SET OF TASKS>
[a] Output the stretch of the issue report from "An error occurred" through "aborted or completed.", copied word for word.
[b] In the rows, update the stretch from the line containing "If you could indicate the purple" through the line containing "point(569, 339)" by changing "aster" to "daisy" and leaving everything else as it is. Return only those lines.

SOURCE PASSAGE>
★ ★ ★ ★ ★ ★ ★

[ 
https://issues.apache.org/jira/browse/HDDS-11784?page=com.atlassian.jira.plugin.system.issuetabpanels:all-tabpanel
 ]

Shawn updated HDDS-11784:
-------------------------
    Description: 
We observed lots of open key (files) in our FSO enabled ozone cluster. And 
these are all incomplete MPU keys.

When I tried to abort MPU by using s3 cli as below, I got the exception 
complaining about the parent directory is not found.

{code:bash}
aws s3api abort-multipart-upload --endpoint 'xxxx' --bucket 
'2e76bd0f-9682-42c6-a5ce-3e32c5aa37b2' --key 
'CACHE.06e656c0-6622-48bb-89c2-39470764b1d0/ALULA_DICKINSON_ORIGINAL_101_EPISODE_DVSAUDIO_EN8CH_DOWNLOAD_FINAL_VDKSN0560101.mov'
 --upload-id '4103c881-24fa-4992-b7b2-5474f8a7fbaf-113204926929050074'

An error occurred (NoSuchUpload) when calling the AbortMultipartUpload 
operation: The specified multipart upload does not exist. The upload ID might 
be invalid, or the multipart upload might have been aborted or completed.

★ ★ ★ ★ ★ ★ ★

Point annotations for photos>

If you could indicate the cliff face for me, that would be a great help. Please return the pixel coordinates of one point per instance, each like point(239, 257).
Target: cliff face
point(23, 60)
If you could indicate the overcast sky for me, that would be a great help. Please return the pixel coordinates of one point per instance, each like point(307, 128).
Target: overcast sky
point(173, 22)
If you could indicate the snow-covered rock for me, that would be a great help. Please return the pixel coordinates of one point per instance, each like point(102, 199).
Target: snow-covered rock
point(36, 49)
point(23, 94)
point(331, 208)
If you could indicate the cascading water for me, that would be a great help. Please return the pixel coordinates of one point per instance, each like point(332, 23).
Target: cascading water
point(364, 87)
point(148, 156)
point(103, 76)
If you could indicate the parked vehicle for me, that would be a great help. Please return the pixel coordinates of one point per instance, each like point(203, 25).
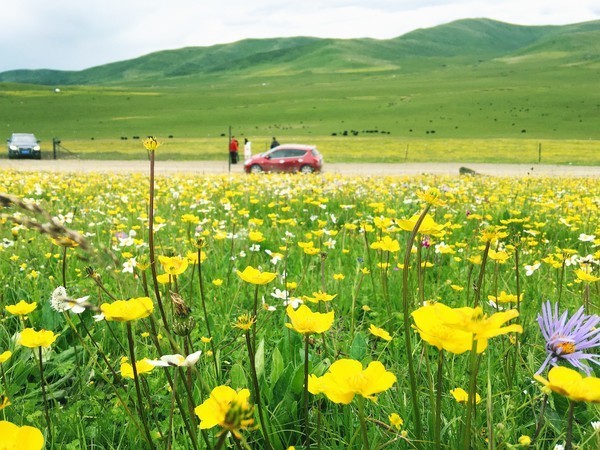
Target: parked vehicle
point(24, 145)
point(286, 158)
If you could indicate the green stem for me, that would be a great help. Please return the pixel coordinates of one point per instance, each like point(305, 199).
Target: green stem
point(64, 267)
point(203, 301)
point(151, 244)
point(363, 423)
point(481, 274)
point(221, 441)
point(306, 422)
point(471, 399)
point(407, 330)
point(438, 401)
point(569, 438)
point(257, 397)
point(255, 315)
point(42, 381)
point(140, 402)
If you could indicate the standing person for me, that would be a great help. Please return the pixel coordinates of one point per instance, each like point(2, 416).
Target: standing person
point(233, 149)
point(247, 149)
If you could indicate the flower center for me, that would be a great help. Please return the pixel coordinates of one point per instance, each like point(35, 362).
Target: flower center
point(566, 348)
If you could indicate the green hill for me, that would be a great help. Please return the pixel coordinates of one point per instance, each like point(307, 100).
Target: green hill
point(469, 79)
point(463, 41)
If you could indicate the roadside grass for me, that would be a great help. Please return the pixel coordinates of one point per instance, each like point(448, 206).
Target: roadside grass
point(356, 149)
point(312, 235)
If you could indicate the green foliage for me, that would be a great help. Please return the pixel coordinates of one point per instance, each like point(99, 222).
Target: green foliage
point(448, 88)
point(92, 405)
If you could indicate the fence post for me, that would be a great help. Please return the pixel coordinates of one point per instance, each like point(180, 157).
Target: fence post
point(55, 144)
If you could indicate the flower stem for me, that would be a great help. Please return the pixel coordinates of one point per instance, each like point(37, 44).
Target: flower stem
point(203, 301)
point(363, 424)
point(140, 403)
point(569, 438)
point(438, 401)
point(407, 330)
point(151, 244)
point(221, 441)
point(481, 274)
point(64, 267)
point(306, 422)
point(471, 399)
point(257, 399)
point(43, 383)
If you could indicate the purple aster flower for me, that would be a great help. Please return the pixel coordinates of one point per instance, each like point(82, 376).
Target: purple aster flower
point(569, 339)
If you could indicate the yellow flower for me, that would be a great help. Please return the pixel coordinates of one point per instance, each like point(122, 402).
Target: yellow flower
point(501, 257)
point(163, 278)
point(505, 298)
point(428, 226)
point(33, 339)
point(312, 251)
point(22, 308)
point(346, 378)
point(255, 276)
point(305, 321)
point(455, 329)
point(142, 366)
point(127, 310)
point(151, 143)
point(571, 384)
point(173, 265)
point(386, 244)
point(461, 396)
point(524, 441)
point(396, 421)
point(432, 197)
point(583, 275)
point(4, 402)
point(5, 356)
point(192, 257)
point(23, 438)
point(320, 296)
point(256, 236)
point(493, 234)
point(380, 332)
point(227, 408)
point(244, 322)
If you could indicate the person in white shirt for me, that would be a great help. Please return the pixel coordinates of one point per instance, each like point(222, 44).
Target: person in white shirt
point(247, 149)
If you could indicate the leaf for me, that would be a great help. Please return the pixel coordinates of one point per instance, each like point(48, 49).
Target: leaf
point(238, 376)
point(283, 385)
point(358, 350)
point(276, 365)
point(259, 359)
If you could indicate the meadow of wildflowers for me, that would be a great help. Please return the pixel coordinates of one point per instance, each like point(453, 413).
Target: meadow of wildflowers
point(281, 311)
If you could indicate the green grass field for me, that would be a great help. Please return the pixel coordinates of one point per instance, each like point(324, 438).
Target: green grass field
point(448, 100)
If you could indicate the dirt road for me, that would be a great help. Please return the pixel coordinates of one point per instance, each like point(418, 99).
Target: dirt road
point(367, 169)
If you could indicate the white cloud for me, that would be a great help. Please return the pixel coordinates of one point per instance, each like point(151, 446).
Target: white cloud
point(72, 35)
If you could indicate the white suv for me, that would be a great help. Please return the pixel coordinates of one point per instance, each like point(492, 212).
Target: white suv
point(24, 145)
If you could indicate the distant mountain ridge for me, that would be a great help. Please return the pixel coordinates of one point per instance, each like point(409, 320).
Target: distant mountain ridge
point(466, 41)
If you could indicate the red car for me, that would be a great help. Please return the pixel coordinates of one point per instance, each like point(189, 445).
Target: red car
point(286, 158)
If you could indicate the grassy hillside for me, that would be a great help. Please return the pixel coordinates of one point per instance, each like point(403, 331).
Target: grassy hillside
point(471, 79)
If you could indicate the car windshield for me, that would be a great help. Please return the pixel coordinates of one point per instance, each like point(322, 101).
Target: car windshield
point(23, 139)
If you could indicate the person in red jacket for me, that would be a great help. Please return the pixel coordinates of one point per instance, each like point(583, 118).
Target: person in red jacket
point(233, 149)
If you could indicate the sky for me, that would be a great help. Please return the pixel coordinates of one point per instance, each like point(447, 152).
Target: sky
point(77, 34)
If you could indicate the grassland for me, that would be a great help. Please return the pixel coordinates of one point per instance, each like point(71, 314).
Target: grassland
point(361, 100)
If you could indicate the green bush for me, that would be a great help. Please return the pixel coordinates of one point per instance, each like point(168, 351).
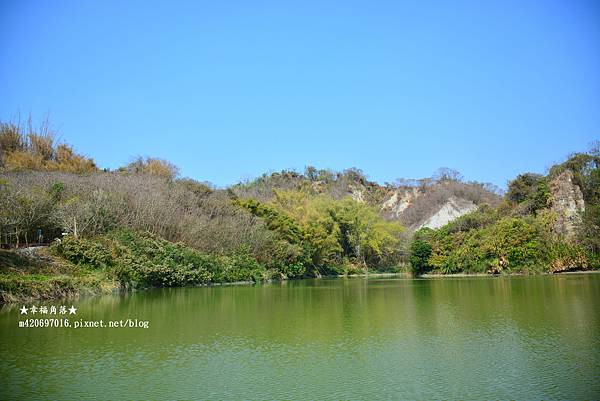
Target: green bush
point(145, 260)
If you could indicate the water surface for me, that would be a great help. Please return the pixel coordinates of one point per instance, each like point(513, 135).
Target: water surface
point(353, 339)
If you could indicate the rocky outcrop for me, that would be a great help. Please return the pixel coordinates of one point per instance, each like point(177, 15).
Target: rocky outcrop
point(400, 201)
point(451, 210)
point(567, 202)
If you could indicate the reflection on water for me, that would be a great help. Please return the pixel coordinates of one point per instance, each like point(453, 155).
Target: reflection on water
point(451, 338)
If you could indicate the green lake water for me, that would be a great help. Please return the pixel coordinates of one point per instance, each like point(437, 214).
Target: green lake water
point(518, 337)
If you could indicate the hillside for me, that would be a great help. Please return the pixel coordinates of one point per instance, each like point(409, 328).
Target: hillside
point(429, 202)
point(143, 226)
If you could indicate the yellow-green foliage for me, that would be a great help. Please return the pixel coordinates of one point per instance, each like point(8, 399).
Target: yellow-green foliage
point(38, 151)
point(330, 232)
point(508, 244)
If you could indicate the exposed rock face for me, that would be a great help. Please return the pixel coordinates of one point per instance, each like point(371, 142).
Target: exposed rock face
point(451, 210)
point(400, 201)
point(567, 202)
point(357, 195)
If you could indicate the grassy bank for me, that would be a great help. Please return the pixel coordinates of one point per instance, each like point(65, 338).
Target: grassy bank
point(36, 274)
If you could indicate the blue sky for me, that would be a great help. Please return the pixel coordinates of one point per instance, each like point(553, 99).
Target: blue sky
point(229, 90)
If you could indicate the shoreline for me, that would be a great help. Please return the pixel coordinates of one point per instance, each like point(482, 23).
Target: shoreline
point(111, 288)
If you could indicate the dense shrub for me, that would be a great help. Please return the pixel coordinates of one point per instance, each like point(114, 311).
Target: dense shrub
point(143, 259)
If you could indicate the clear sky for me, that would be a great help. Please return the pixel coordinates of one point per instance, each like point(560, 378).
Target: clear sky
point(229, 90)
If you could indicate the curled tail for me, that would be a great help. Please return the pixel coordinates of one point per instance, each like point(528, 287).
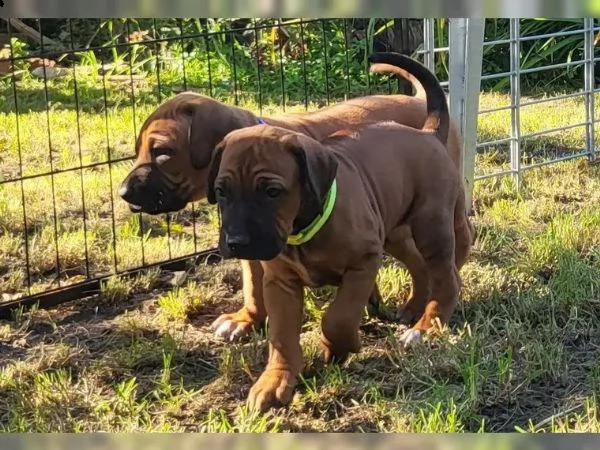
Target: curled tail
point(438, 117)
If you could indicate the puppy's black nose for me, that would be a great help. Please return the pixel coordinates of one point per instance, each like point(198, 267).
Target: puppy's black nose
point(237, 241)
point(123, 191)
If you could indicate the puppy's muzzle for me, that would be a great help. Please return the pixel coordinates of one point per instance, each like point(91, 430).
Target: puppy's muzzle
point(237, 243)
point(144, 191)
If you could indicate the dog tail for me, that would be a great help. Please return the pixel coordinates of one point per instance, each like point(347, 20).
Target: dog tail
point(438, 116)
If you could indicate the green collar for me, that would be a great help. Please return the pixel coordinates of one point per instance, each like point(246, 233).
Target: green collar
point(313, 228)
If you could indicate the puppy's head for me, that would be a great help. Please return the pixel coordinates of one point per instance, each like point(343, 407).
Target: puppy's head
point(268, 183)
point(173, 151)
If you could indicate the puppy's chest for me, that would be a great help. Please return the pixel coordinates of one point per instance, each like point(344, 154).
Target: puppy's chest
point(315, 270)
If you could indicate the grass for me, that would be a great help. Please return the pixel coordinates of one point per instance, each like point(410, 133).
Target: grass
point(520, 354)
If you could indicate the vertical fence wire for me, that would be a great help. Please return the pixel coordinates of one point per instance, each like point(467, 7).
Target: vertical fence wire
point(515, 98)
point(278, 32)
point(257, 45)
point(589, 87)
point(429, 43)
point(135, 132)
point(50, 156)
point(109, 158)
point(20, 157)
point(275, 61)
point(304, 76)
point(78, 123)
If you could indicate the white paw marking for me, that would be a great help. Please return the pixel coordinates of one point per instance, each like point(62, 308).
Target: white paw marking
point(410, 337)
point(228, 329)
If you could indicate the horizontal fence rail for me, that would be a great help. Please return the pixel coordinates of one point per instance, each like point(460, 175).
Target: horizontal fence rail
point(75, 93)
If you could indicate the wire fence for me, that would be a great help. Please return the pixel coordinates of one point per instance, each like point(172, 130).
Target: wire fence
point(72, 105)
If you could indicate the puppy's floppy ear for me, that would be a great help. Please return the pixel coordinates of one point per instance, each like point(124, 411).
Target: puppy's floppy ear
point(318, 166)
point(208, 121)
point(213, 171)
point(200, 152)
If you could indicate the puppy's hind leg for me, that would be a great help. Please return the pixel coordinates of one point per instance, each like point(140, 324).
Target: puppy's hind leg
point(434, 236)
point(250, 316)
point(341, 321)
point(401, 245)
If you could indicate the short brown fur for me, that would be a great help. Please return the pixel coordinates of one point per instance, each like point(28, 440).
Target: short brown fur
point(385, 203)
point(191, 125)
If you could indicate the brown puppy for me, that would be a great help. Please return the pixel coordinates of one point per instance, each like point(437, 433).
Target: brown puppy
point(176, 142)
point(272, 185)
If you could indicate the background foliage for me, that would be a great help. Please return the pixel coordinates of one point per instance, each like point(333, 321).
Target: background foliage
point(289, 60)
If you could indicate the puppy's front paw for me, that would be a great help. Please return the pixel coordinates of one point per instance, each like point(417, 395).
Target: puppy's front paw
point(275, 387)
point(234, 326)
point(336, 352)
point(411, 337)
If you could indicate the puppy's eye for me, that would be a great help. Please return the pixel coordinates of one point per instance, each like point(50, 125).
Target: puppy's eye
point(161, 154)
point(273, 191)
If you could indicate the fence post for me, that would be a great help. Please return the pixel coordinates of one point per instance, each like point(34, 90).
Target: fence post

★ ★ ★ ★ ★ ★ ★

RESPONSE LIST>
[a]
An error occurred (NoSuchUpload) when calling the AbortMultipartUpload 
operation: The specified multipart upload does not exist. The upload ID might 
be invalid, or the multipart upload might have been aborted or completed.

[b]
If you could indicate the purple daisy flower for me, that would be a great help. Please return the pixel coordinates of one point per instance, each like point(82, 376).
Target: purple daisy flower
point(569, 339)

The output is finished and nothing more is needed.